→ **EXERCISE INPUT**
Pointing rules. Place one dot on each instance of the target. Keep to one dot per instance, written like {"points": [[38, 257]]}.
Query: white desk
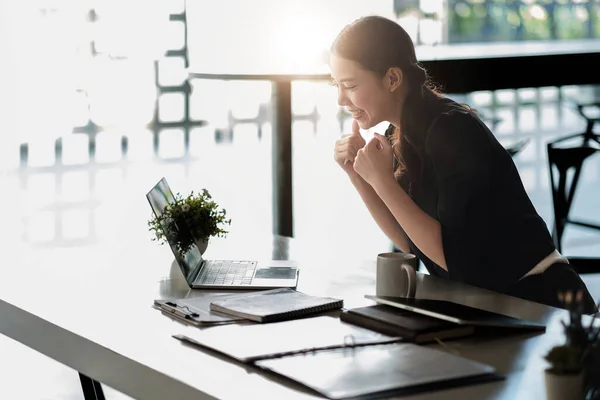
{"points": [[97, 319]]}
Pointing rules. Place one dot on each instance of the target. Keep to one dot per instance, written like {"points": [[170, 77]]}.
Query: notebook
{"points": [[249, 343], [410, 326], [459, 313], [201, 273], [390, 369], [196, 310], [275, 305]]}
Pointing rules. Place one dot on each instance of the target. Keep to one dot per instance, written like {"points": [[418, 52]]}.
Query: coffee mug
{"points": [[396, 275]]}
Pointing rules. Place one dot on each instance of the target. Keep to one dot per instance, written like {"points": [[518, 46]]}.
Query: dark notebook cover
{"points": [[275, 305], [248, 343], [406, 324], [390, 369]]}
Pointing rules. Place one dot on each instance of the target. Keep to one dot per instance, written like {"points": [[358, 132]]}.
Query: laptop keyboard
{"points": [[226, 272]]}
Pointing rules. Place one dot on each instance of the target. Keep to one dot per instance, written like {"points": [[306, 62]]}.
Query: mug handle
{"points": [[411, 277]]}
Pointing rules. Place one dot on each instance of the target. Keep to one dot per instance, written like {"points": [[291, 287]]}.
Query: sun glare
{"points": [[301, 43]]}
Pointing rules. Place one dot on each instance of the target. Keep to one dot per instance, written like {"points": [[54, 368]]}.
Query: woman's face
{"points": [[363, 93]]}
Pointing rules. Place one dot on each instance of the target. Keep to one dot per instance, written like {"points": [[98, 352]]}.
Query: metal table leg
{"points": [[282, 159], [92, 390]]}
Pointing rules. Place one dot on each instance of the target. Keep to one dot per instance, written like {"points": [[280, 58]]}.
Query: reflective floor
{"points": [[72, 201]]}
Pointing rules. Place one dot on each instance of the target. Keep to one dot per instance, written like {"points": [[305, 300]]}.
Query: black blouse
{"points": [[491, 232]]}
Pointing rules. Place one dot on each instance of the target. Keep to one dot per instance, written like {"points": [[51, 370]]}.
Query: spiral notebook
{"points": [[275, 305]]}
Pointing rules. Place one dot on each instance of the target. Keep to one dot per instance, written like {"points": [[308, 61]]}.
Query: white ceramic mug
{"points": [[396, 275]]}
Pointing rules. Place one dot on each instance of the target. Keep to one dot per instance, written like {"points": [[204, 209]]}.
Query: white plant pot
{"points": [[564, 386]]}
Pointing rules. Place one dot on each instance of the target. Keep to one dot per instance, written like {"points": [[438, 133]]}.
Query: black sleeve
{"points": [[460, 151]]}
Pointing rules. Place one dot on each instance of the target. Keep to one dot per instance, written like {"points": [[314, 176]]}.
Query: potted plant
{"points": [[573, 367], [190, 220]]}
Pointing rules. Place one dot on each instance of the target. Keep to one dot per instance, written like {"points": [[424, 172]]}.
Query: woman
{"points": [[438, 183]]}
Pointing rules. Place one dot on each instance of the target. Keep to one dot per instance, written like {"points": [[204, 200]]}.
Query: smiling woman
{"points": [[438, 183]]}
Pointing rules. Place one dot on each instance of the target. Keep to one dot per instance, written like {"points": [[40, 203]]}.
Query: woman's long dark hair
{"points": [[378, 44]]}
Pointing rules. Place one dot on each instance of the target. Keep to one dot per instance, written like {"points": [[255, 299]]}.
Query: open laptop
{"points": [[457, 313], [223, 274]]}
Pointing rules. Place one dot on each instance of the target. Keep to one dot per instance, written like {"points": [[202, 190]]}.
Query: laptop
{"points": [[201, 273], [457, 313]]}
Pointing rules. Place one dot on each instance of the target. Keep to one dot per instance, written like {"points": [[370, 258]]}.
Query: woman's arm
{"points": [[423, 230], [380, 213]]}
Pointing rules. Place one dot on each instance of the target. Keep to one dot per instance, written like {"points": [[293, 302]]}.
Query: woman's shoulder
{"points": [[456, 126]]}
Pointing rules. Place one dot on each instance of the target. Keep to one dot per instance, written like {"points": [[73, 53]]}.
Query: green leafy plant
{"points": [[189, 220], [580, 350]]}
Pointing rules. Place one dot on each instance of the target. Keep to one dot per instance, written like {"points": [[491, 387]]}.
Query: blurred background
{"points": [[96, 106]]}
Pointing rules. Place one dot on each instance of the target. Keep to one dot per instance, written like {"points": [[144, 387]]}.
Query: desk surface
{"points": [[92, 312]]}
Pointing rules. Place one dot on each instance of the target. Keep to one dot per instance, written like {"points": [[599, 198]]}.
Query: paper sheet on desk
{"points": [[184, 309], [249, 343]]}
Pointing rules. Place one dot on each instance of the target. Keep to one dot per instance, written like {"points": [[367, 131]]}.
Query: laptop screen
{"points": [[159, 197]]}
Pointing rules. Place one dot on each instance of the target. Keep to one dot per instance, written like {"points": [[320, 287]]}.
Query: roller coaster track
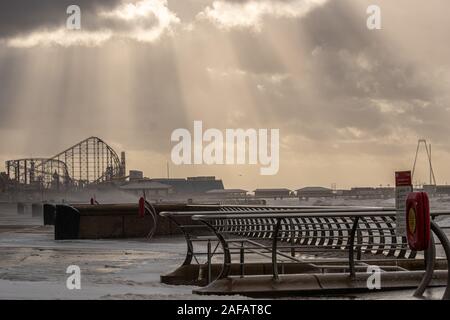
{"points": [[88, 162]]}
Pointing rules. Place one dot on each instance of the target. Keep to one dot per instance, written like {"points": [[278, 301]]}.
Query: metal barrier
{"points": [[293, 236]]}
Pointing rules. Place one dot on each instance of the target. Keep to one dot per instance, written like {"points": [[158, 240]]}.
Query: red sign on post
{"points": [[403, 178], [403, 187]]}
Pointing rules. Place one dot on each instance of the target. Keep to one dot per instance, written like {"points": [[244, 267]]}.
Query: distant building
{"points": [[442, 190], [150, 188], [272, 193], [192, 185], [314, 192], [370, 193], [228, 193]]}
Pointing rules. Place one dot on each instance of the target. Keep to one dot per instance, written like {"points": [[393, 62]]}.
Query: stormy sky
{"points": [[350, 102]]}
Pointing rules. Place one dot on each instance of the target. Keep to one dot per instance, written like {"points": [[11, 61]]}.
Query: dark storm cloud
{"points": [[23, 16]]}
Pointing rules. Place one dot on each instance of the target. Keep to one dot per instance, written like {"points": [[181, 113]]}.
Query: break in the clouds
{"points": [[250, 14], [149, 20], [145, 21]]}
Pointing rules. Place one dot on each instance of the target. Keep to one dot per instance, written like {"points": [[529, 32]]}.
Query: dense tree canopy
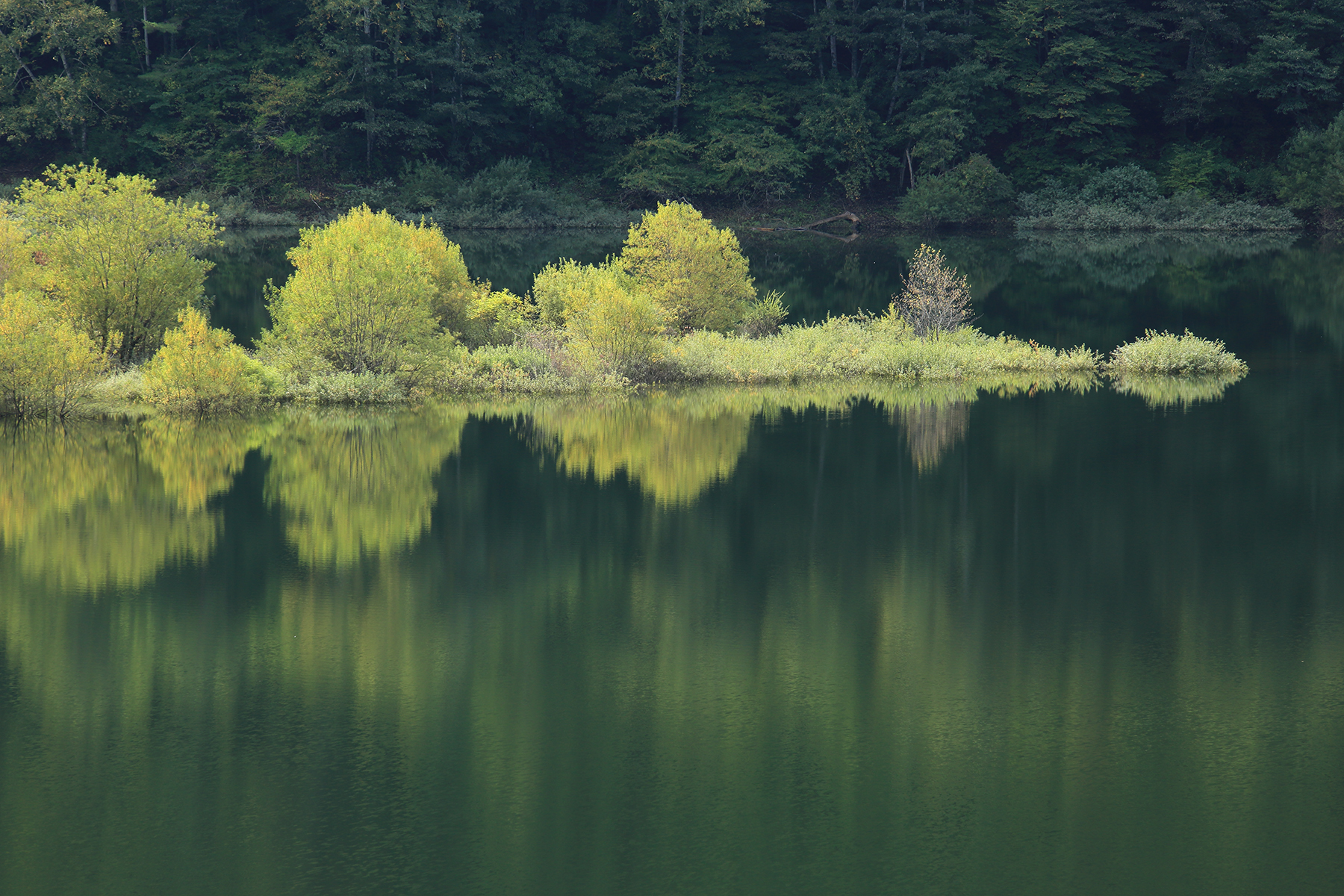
{"points": [[739, 99]]}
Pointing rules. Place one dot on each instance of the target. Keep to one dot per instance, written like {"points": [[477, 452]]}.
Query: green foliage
{"points": [[757, 164], [612, 321], [344, 388], [201, 370], [844, 132], [764, 316], [1186, 355], [856, 347], [972, 191], [1201, 168], [363, 293], [1129, 198], [662, 166], [46, 364], [690, 267], [453, 111], [1312, 169], [936, 299], [50, 101], [121, 260], [497, 316]]}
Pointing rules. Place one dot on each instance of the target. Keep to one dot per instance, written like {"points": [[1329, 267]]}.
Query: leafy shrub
{"points": [[866, 347], [13, 253], [1129, 198], [122, 388], [611, 319], [1179, 355], [121, 260], [363, 294], [46, 364], [694, 270], [936, 299], [617, 329], [764, 316], [201, 370], [497, 316], [972, 191], [344, 388]]}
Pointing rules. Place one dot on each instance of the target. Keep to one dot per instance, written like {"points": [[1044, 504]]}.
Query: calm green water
{"points": [[712, 642]]}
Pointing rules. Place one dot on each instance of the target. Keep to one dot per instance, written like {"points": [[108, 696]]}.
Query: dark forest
{"points": [[290, 101]]}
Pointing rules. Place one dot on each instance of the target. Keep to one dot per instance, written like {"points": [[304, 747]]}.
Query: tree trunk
{"points": [[680, 60], [835, 57]]}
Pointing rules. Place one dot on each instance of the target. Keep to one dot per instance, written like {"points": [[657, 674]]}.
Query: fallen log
{"points": [[847, 215]]}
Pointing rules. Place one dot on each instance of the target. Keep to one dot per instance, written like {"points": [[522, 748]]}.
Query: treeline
{"points": [[94, 272], [297, 102]]}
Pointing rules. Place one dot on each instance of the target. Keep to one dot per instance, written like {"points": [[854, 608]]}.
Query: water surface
{"points": [[865, 638]]}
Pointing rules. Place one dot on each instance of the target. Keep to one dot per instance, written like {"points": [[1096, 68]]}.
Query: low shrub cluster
{"points": [[1186, 355], [1129, 198], [874, 347]]}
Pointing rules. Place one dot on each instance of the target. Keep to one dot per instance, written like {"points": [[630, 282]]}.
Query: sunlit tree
{"points": [[120, 260]]}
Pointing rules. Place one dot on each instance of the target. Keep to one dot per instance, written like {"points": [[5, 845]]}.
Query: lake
{"points": [[840, 640]]}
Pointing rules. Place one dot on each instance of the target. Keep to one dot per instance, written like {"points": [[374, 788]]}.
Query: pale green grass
{"points": [[858, 347], [1186, 355]]}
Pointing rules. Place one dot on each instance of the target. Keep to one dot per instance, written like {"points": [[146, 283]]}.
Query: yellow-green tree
{"points": [[612, 320], [694, 270], [366, 292], [121, 260], [202, 370], [13, 252], [46, 364]]}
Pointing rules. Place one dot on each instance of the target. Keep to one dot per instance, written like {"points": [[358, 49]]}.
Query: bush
{"points": [[974, 191], [497, 316], [694, 270], [1177, 355], [201, 370], [764, 316], [364, 293], [1129, 198], [936, 299], [121, 260], [612, 323], [866, 347], [46, 364], [343, 388]]}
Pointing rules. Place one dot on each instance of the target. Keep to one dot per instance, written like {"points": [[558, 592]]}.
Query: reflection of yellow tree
{"points": [[932, 430], [671, 449], [359, 484], [678, 445], [109, 504], [1176, 391]]}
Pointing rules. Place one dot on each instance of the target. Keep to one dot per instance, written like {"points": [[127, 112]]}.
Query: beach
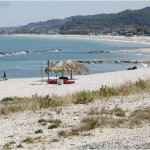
{"points": [[26, 87], [17, 127]]}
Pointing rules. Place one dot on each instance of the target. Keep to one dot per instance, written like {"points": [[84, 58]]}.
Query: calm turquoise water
{"points": [[29, 65]]}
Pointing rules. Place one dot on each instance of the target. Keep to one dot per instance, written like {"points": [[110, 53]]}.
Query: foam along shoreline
{"points": [[142, 51], [133, 39], [29, 52], [27, 87]]}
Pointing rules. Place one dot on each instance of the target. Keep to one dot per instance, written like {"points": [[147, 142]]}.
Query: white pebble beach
{"points": [[16, 127]]}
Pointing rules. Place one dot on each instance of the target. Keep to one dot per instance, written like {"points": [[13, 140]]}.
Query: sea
{"points": [[27, 56]]}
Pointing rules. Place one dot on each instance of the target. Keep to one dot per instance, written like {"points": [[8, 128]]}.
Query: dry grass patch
{"points": [[30, 140], [8, 145], [15, 104]]}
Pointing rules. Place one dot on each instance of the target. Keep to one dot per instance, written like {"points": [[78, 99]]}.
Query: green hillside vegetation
{"points": [[128, 22]]}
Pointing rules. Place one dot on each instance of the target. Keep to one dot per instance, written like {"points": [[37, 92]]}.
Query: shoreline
{"points": [[134, 39], [26, 87]]}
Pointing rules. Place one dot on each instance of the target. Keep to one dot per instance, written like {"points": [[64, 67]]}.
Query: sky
{"points": [[15, 13]]}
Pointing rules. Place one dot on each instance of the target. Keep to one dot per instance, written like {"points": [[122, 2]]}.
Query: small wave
{"points": [[28, 52], [144, 65]]}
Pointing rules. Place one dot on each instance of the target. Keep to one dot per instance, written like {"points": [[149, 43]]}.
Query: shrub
{"points": [[107, 91], [39, 131], [62, 133], [140, 83], [118, 112], [83, 97]]}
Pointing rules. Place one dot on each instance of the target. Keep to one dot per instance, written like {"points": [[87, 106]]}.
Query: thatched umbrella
{"points": [[77, 67], [59, 67]]}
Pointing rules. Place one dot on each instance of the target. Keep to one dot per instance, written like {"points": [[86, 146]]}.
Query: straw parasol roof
{"points": [[59, 67], [68, 66], [77, 67]]}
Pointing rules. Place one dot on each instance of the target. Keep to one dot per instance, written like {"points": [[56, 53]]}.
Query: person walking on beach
{"points": [[4, 76]]}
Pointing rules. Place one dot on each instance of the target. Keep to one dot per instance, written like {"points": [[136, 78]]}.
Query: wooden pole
{"points": [[41, 75], [48, 68]]}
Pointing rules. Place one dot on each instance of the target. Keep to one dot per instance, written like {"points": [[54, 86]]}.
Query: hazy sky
{"points": [[16, 13]]}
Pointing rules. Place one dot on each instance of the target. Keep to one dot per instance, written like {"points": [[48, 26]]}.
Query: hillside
{"points": [[128, 21]]}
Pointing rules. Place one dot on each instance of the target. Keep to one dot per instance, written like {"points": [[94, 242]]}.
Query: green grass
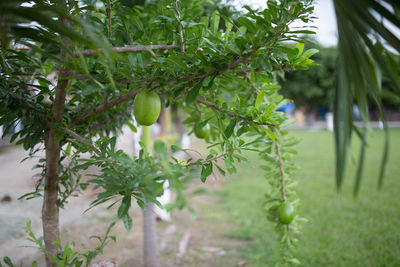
{"points": [[342, 231]]}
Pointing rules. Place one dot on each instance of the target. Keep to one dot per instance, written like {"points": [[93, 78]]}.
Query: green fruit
{"points": [[286, 213], [147, 108], [201, 131]]}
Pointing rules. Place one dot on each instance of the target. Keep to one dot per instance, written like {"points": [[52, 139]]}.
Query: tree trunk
{"points": [[150, 244], [50, 209]]}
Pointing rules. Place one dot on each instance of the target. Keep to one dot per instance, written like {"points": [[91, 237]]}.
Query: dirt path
{"points": [[187, 241]]}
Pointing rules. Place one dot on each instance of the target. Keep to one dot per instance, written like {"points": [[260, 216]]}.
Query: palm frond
{"points": [[364, 41]]}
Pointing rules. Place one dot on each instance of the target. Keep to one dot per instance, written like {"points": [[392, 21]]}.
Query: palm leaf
{"points": [[362, 57]]}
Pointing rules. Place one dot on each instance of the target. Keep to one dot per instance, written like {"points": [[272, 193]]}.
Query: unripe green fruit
{"points": [[201, 132], [286, 213], [147, 108]]}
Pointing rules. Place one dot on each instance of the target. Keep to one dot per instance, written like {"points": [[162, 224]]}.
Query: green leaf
{"points": [[300, 48], [229, 129], [309, 53], [8, 261], [206, 171], [161, 149], [194, 92], [215, 18], [248, 24], [127, 220], [259, 99], [124, 207]]}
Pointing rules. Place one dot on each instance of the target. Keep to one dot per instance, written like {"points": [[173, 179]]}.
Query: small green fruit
{"points": [[201, 131], [146, 108], [286, 213]]}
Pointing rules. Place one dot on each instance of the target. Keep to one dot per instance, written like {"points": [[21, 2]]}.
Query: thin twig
{"points": [[109, 18], [180, 27], [125, 49], [107, 105], [278, 151], [232, 114]]}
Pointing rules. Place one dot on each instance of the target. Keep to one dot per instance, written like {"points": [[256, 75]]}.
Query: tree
{"points": [[313, 88], [365, 29], [104, 53]]}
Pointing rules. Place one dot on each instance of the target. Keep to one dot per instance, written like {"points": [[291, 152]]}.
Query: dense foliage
{"points": [[70, 72]]}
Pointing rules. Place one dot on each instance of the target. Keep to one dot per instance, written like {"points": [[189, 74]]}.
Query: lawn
{"points": [[342, 231]]}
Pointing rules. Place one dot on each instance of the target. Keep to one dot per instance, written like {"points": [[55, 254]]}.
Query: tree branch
{"points": [[278, 151], [180, 26], [107, 105], [125, 49], [232, 114]]}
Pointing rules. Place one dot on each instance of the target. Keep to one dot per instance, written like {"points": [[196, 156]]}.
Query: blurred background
{"points": [[225, 224]]}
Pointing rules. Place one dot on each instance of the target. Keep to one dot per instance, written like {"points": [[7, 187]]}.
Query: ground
{"points": [[230, 228], [208, 244]]}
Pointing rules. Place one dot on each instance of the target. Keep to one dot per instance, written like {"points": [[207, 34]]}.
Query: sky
{"points": [[326, 32]]}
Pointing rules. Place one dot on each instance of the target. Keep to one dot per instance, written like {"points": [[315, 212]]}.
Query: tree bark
{"points": [[50, 209], [150, 244]]}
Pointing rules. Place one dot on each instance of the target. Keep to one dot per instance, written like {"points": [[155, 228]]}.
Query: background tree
{"points": [[363, 48], [313, 88], [104, 53]]}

→ **YOUR OBJECTIVE**
Extract every row above that contains the string "surface". Treat uppercase and lowercase letters as distinct.

→ **SOLUTION FOR THIS PROBLEM**
Query: desk surface
Query: water surface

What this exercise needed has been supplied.